Problem to work on: Wherever "moorhen" appears in the records below, copy the line that holds it.

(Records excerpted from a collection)

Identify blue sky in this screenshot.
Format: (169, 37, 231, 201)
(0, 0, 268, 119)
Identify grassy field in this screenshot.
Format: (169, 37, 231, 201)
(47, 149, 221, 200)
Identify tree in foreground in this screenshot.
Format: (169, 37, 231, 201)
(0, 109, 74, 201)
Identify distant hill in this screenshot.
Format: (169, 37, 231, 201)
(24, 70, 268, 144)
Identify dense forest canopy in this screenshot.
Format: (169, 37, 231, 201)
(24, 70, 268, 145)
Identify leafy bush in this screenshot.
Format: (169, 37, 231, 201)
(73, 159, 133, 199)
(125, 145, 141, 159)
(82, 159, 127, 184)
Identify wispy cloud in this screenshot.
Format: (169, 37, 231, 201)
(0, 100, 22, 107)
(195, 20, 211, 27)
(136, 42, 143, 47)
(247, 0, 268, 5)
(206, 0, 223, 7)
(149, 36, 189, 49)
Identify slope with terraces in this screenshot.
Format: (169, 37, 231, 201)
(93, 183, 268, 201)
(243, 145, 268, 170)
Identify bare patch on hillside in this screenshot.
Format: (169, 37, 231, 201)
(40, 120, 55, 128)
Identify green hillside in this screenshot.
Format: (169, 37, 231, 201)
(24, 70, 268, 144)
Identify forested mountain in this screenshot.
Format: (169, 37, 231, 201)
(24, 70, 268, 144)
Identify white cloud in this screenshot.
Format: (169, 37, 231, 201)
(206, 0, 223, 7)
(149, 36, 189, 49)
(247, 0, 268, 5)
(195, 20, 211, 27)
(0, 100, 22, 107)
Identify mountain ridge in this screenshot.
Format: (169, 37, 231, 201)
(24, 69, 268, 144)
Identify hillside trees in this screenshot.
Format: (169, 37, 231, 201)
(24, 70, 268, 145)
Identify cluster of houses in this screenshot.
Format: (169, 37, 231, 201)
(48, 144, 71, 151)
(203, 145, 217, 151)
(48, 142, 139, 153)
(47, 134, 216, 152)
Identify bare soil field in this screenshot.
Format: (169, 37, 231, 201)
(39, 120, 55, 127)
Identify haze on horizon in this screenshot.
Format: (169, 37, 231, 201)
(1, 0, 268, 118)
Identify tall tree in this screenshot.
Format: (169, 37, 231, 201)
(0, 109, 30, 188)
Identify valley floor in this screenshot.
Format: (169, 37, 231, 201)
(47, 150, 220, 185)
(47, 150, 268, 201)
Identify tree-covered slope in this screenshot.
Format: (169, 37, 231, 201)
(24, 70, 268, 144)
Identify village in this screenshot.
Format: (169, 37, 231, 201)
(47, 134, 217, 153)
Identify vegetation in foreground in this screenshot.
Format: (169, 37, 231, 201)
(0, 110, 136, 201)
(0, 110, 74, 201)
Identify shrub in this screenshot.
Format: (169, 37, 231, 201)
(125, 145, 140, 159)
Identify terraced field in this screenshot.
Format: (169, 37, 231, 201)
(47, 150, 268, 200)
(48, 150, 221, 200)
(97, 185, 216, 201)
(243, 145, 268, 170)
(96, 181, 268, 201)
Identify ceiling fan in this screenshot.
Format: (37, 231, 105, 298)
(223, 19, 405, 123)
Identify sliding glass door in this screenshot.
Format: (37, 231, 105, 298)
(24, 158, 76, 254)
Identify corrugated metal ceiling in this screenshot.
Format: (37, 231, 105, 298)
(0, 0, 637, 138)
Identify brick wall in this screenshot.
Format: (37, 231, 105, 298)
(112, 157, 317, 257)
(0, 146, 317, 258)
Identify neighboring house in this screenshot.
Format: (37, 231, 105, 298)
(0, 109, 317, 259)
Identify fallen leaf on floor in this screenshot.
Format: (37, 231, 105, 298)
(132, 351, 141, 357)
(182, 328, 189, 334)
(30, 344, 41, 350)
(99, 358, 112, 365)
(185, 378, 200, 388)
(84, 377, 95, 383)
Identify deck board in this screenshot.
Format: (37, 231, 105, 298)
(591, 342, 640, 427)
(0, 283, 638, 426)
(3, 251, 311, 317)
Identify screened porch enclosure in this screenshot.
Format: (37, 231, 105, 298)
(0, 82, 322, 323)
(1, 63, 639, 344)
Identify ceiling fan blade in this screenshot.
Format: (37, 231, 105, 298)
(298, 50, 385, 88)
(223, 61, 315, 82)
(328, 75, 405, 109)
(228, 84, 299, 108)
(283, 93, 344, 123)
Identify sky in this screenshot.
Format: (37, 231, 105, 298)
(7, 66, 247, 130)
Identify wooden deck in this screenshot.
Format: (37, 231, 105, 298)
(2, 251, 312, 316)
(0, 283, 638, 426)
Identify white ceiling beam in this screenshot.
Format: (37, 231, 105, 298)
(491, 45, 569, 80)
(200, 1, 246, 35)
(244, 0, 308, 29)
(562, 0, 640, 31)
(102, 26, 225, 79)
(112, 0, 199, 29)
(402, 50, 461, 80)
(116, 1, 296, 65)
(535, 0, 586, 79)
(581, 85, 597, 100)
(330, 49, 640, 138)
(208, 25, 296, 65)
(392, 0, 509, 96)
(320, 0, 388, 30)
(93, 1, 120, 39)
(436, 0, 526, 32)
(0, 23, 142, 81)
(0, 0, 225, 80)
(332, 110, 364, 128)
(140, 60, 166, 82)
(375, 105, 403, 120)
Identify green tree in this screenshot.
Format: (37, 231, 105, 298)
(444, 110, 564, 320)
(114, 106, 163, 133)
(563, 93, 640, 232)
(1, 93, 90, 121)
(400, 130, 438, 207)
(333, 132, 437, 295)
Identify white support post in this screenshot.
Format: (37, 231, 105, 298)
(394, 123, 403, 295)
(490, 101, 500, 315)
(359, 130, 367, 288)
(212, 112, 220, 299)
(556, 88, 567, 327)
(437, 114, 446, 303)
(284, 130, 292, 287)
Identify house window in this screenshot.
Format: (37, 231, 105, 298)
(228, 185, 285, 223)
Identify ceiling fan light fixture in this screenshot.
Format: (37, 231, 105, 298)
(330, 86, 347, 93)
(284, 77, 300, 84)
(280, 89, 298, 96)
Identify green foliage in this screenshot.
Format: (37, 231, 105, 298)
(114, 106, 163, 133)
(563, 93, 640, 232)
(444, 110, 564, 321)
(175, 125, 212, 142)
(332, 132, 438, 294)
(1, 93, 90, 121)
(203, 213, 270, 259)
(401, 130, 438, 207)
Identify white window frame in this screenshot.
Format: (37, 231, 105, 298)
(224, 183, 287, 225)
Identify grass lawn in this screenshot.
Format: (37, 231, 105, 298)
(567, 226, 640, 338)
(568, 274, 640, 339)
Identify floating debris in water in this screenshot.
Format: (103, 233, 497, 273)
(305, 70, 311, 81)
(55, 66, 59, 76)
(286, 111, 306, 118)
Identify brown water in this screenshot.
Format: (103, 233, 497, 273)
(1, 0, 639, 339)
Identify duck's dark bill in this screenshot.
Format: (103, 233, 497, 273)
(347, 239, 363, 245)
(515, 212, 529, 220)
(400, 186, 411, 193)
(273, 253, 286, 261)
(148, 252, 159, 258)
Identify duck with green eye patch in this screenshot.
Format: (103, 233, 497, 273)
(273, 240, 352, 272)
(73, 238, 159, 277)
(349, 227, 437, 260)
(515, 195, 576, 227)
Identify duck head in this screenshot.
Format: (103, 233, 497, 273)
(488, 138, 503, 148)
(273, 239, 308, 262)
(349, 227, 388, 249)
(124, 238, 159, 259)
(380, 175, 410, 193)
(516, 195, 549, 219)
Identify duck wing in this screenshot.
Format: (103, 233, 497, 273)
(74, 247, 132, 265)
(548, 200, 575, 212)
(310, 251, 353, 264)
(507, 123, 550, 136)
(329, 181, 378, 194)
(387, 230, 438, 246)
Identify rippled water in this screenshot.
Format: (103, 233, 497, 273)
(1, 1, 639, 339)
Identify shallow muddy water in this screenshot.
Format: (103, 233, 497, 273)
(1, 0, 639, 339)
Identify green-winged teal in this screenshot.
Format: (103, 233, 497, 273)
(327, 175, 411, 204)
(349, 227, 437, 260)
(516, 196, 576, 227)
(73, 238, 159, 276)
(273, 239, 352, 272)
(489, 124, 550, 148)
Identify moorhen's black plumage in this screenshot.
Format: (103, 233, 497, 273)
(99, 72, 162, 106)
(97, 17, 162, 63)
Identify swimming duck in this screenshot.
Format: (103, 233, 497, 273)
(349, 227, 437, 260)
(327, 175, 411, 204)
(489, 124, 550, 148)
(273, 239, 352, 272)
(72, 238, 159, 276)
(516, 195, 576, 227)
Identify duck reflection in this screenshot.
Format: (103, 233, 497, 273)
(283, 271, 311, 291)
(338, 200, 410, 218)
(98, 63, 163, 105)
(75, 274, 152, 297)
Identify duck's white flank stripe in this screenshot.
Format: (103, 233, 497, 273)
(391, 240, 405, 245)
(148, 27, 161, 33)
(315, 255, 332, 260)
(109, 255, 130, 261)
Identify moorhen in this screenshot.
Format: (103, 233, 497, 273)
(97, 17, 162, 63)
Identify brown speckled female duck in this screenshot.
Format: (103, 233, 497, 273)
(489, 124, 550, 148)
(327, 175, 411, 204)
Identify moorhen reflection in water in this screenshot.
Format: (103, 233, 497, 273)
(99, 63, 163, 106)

Your solution:
Identify moorhen's black plumage in this screenshot.
Identify moorhen in this screenshot.
Identify moorhen reflection in water in this screenshot.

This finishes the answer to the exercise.